Material provided =>
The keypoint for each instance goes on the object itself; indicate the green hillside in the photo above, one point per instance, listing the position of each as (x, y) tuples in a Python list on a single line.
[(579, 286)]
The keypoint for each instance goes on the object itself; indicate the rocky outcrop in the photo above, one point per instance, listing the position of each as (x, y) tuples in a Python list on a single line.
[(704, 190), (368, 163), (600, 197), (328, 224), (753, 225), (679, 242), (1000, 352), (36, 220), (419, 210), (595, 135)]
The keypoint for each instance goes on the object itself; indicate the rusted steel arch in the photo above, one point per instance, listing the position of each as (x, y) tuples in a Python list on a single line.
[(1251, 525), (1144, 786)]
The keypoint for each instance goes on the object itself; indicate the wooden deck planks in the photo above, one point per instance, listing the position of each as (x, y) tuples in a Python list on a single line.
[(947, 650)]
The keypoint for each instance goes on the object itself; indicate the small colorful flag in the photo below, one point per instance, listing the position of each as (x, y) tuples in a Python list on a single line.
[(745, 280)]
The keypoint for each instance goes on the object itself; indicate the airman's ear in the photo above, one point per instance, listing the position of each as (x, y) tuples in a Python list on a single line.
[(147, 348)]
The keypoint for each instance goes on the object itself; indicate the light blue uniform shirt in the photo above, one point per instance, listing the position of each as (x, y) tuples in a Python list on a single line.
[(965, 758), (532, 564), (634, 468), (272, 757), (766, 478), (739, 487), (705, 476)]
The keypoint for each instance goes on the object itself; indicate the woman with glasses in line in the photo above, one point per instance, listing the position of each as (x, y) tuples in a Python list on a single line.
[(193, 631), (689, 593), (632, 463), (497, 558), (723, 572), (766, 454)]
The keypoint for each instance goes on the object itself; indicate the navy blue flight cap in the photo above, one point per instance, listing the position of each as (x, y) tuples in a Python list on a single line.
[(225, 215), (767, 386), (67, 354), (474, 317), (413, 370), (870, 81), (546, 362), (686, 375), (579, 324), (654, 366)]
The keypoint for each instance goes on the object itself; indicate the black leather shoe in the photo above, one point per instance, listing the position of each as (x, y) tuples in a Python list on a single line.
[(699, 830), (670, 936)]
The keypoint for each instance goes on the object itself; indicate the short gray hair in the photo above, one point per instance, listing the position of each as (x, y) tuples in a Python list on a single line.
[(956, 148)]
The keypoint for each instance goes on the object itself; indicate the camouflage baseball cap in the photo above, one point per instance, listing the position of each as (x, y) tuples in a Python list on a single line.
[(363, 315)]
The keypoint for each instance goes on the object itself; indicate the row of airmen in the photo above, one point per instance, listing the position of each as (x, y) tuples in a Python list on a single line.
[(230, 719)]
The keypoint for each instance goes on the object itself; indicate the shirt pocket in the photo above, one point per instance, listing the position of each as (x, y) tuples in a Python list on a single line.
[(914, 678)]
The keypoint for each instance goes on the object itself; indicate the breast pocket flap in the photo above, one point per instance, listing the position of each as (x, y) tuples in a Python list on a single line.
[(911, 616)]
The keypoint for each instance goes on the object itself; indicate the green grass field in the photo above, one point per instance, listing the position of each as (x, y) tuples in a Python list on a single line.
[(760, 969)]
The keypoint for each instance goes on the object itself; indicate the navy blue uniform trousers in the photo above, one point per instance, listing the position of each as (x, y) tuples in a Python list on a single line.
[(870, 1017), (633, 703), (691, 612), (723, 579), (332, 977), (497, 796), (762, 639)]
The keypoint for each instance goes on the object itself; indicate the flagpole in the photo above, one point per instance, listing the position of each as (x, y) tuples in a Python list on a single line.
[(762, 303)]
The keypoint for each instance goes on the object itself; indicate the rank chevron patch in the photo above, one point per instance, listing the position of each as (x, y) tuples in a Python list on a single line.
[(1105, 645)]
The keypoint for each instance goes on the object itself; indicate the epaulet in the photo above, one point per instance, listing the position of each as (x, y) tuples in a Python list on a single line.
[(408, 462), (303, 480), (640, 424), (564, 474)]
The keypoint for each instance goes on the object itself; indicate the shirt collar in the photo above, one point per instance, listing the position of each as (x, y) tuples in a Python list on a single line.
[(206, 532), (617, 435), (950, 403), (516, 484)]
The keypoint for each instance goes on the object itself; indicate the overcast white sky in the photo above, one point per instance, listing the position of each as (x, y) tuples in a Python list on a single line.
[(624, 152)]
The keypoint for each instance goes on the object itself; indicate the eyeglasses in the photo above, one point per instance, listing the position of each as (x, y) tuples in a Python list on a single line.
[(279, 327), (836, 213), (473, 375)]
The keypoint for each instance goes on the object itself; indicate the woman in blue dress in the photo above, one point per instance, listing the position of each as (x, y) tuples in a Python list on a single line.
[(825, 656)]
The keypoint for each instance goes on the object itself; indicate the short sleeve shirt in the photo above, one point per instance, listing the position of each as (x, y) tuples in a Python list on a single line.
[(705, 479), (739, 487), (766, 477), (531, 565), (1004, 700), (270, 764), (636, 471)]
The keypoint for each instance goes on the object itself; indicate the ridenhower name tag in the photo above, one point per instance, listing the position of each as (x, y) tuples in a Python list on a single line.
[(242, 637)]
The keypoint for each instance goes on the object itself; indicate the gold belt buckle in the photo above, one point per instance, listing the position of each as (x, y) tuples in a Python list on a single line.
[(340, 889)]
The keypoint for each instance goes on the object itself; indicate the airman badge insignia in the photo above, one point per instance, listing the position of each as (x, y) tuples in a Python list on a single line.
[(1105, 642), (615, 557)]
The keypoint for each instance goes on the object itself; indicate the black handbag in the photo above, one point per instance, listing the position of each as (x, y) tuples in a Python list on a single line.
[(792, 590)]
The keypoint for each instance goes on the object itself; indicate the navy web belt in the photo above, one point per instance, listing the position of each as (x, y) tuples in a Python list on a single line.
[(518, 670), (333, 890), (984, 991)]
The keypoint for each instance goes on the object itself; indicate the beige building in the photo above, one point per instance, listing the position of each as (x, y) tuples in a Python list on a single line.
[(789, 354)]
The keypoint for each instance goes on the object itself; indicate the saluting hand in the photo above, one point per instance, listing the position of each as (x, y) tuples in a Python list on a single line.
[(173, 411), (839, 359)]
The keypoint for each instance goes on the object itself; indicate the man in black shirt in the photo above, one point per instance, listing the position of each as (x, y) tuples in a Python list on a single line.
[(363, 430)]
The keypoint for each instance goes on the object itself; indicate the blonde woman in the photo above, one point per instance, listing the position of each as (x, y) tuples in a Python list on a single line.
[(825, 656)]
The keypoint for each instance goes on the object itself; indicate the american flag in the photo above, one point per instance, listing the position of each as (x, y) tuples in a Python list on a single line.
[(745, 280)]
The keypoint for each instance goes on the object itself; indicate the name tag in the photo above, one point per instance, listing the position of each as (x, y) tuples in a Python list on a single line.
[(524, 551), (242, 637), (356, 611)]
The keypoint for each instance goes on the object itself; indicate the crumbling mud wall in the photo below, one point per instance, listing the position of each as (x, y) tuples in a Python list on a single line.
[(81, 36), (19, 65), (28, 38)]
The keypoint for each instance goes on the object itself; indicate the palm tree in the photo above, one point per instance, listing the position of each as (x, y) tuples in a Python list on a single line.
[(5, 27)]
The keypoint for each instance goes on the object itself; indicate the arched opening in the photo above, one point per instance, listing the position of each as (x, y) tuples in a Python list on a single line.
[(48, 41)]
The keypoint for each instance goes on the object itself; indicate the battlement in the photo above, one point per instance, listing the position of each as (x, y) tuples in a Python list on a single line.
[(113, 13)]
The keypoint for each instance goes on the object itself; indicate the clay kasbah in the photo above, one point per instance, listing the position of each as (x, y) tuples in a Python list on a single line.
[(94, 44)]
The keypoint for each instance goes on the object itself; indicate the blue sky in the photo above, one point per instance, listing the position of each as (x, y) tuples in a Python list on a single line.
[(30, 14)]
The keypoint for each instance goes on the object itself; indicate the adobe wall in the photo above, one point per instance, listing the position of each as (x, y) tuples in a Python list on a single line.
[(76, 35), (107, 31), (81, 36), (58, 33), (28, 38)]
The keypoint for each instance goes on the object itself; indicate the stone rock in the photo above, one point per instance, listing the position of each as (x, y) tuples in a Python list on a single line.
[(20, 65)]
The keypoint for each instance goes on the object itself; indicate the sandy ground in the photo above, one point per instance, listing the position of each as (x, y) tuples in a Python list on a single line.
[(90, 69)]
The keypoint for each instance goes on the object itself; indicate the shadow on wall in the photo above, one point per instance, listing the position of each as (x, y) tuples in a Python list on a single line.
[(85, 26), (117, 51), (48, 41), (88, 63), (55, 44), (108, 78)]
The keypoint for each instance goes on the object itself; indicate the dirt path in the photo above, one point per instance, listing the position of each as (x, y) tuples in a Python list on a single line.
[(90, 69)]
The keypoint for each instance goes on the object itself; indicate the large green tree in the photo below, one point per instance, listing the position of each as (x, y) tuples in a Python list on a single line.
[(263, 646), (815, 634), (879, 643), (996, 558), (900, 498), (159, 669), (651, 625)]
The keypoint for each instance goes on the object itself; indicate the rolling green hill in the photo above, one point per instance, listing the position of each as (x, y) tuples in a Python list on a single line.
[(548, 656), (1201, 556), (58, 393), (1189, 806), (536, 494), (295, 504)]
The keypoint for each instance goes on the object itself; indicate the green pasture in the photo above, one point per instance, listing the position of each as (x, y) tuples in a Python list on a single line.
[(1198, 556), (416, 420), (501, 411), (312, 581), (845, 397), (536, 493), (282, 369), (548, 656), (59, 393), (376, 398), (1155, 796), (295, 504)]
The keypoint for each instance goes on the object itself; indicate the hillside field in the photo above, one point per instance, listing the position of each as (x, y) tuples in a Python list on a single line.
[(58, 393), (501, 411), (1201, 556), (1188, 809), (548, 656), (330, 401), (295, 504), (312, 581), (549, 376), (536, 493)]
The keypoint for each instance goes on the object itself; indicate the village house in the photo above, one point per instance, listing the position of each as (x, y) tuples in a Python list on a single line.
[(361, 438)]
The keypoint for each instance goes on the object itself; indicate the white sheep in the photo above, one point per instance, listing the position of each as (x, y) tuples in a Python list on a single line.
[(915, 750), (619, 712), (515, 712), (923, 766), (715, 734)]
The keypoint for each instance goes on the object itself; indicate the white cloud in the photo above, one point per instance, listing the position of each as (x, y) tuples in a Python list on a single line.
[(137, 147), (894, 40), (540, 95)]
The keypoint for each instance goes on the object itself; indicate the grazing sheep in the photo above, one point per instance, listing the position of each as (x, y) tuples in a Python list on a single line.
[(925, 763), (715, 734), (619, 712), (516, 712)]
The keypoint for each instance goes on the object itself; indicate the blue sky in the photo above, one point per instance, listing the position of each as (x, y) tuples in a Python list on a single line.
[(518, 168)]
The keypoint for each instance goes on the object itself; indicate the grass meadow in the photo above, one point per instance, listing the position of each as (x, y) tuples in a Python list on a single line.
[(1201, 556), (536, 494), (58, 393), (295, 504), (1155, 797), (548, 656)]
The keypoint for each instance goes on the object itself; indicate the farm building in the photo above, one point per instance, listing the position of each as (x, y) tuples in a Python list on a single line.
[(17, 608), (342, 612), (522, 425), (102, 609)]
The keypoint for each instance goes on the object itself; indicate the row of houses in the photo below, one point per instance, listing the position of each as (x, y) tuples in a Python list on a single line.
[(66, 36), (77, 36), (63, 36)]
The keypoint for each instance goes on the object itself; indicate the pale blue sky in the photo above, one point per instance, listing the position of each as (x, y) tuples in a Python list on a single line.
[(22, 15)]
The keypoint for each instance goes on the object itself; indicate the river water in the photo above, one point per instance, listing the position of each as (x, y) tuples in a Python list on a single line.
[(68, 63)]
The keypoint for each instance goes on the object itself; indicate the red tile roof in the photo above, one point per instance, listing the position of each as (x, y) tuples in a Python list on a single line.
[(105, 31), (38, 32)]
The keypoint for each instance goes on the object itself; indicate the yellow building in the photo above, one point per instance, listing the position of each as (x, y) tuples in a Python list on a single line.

What needs to be done =>
Copy out the lines of the data above word for word, starting at the line that contains "indicate the american" and continuing through the line that contains "[(76, 35), (107, 31), (81, 36), (58, 33), (28, 38)]", with both of those lines included.

Complete answer =>
The keypoint for each instance goes on the object itself; indicate the american flag in the photo above, one point per instance, listing the position of each as (x, y) tuples in a Python list on a single line.
[(745, 280)]
The keypoint for each instance goes on the object itself; indicate the name tag in the photo above, one point per instance, listing the position of each as (x, y) tuples in a Python list on a single line.
[(524, 551), (242, 637), (356, 611)]
The keypoint for each instance goes on the object itself; indicate the crumbling mud wall in the photo below, one point per instance, listing the position of each as (x, y) tuples in a Python list on a single line.
[(81, 36), (19, 65), (28, 38)]
The keypoint for each instance goes on the object itself; indicate the palm tree in the photo above, one point per instance, listing the position of each as (x, y) tuples in a Python list on a single line.
[(5, 27)]
The keypoint for each instance goes on the object itself; indicate the arched opening in the photo above, one point per instance, listing the position of each as (x, y) tuples in a Python list on a single line.
[(48, 41)]
The keypoint for each instance goes on the object itself; indicate the battlement in the photo above, one point per instance, listing the position of each as (x, y) tuples in a Python list on a single line.
[(113, 13)]
The keypoint for each instance goes on the object itself; indicate the clay kasbah in the photo above, one point per instance, listing the position of each as (x, y) tuples in a Python list on a single line.
[(94, 44)]
The keypoint for each instance goes on the object itself; indicate the blue sky in the photo above, one point per instance, listing the position of each as (x, y) tuples in a Python list on a single line.
[(30, 14)]
The keypoint for each instance goes on the object itself; indicate the adobe wall in the photo above, one point per instance, listing the position of each as (x, y) tuples in a Python list on a single line.
[(76, 35), (107, 31), (81, 36), (58, 33), (28, 38)]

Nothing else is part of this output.